SUPPLIED PASSAGE:
········
Governor McAuliffe presented his year-end report on FY 2017 revenue collections to the House Appropriations, House Finance, and Senate Finance Committees on Monday, August 21. The news was largely positive, with a state General Fund (GF) revenue surplus of $136.6 million, but the Governor sounded a strong note of caution in his remarks, citing continued uncertainty about the federal budget.
Overall GF revenue collections grew 3.6 percent over FY 2016 (excluding transfers), surpassing the forecast of 2.9 percent growth. This increase was largely driven by a continued strong performance in income tax withholding collections and corporate income taxes. Withholding collections grew 5.2 percent, ahead of the forecast of 3.6 percent growth. Secretary of Finance Ric Brown noted that collections in this sector improved over last fiscal year’s growth of 2.4 percent, and attributed this change to growth in employment and in wages and salaries. Corporate income taxes also exceeded the forecast with growth of 8.1 percent, outpacing the forecast of 3.8 percent growth. Sales tax continues to be an area of weakness, with growth of 1.9 percent trailing the annual forecast of 2.8 percent growth. However, Secretary Brown noted that collections were stronger in the latter half of the fiscal year as overall economic conditions improve, a trend that appears to be continuing in the first month of FY 2018, as sales tax collections grew 6 percent in July.
Governor McAuliffe reflected on the contrast between the state’s budget situation last August, when FY 2016 revenues were nearly $270 million below the forecast, and the FY 2017 surplus, but he counseled prudence in the use of the surplus. He warned that the federal government may resort to a Continuing Resolution for its upcoming fiscal year, which could trigger spending cuts pursuant to sequestration that would be particularly harmful for Virginia’s economy. Concerns about the effects of such federal budget reductions had influenced Standard and Poor’s decision earlier this year to place a negative outlook on Virginia’s AAA bond rating.
········
LIST OF TASKS:
a. According to the passage on Virginia's FY 2017 revenue, why did Governor McAuliffe counsel prudence in using the surplus? Answer in one to three sentences.
b. Please go on with the passage on Virginia's FY 2017 revenue from the point where it stops.
You won't need this data for any of the work.

[Text-to-region grounding data]
········
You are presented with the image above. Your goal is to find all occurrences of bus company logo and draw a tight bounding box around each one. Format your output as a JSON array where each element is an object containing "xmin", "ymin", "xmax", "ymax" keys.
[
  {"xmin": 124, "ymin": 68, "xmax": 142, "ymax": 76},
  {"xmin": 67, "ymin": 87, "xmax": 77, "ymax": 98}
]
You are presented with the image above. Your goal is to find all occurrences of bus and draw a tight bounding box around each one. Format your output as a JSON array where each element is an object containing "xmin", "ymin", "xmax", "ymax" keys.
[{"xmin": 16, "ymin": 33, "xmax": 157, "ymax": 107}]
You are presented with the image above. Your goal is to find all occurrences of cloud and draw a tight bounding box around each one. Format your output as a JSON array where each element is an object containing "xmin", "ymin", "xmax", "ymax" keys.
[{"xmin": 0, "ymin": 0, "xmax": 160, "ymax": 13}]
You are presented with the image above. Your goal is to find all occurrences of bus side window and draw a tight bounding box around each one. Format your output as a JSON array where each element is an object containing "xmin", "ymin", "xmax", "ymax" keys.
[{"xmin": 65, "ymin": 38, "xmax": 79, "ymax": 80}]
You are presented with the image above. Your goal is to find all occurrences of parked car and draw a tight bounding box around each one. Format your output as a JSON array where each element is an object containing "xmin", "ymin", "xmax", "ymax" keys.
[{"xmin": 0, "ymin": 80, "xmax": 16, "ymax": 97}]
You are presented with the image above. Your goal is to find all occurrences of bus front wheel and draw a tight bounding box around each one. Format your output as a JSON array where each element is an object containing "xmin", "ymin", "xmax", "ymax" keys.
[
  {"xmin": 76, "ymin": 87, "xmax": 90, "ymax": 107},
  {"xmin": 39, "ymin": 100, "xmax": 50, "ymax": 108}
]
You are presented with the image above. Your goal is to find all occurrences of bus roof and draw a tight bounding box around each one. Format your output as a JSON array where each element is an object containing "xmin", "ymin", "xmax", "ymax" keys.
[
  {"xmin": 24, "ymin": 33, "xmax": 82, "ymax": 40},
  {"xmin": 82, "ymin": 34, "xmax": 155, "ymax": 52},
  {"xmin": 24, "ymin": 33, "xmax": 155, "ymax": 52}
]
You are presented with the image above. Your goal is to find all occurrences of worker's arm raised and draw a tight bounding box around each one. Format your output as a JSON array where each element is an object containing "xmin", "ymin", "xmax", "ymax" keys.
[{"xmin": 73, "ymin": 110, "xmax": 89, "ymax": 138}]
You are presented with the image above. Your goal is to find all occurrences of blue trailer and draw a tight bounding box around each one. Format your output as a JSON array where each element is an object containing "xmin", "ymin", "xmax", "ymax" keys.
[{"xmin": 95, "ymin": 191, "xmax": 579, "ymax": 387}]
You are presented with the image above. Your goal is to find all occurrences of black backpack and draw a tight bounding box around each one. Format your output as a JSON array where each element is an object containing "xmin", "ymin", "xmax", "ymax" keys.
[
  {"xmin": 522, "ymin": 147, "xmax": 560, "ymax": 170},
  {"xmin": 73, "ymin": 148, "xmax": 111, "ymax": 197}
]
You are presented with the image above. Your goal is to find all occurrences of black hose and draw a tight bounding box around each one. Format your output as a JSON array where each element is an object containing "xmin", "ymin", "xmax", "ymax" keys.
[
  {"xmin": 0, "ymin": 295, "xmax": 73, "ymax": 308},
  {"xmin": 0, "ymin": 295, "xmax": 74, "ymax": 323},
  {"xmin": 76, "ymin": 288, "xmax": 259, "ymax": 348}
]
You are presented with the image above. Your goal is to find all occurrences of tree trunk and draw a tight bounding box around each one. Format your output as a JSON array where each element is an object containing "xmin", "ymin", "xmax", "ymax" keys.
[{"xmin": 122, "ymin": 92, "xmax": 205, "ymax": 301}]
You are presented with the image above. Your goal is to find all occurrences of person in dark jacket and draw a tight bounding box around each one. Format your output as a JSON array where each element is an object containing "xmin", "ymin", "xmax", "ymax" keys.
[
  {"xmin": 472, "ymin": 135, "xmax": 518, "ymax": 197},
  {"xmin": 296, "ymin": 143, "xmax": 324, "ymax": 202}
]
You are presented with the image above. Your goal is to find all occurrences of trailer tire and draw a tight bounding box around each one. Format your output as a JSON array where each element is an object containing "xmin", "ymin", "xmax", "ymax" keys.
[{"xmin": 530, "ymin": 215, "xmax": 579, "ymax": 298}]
········
ANSWERS FOR THIS EXERCISE:
a. He warned that the federal government might turn to a Continuing Resolution for its upcoming fiscal year. That could trigger sequestration spending cuts that would be particularly harmful to Virginia's economy.

b.
In light of these potential risks, the Governor announced his intention to place all of the revenue surplus into a reserve, after required deposits to the Water Quality Improvement Fund, rather than half of the surplus, as envisioned by the state budget as passed by the 2017 GA. Several GA leaders have previously signaled agreement with this proposal.
Attention now turns to the fall revenue forecasting process. In October, the Joint Advisory Board of Economists will be reviewing projections for FY 2018 and the upcoming biennium. In November, the Governor’s Advisory Council on Revenue Estimates will review the revenue forecasts; the forecast will be finalized in December and presented to the money committees along with the Governor’s FY 2018-2020 biennium budget and amendments to the current biennium budget (the “caboose” bill). The upcoming biennium budget will need to address several large spending items, including rebenchmarking of Standards of Quality costs and growth in the Medicaid forecast. Replenishing the state’s reserves and addressing these “big ticket” items will likely be priorities in the next session.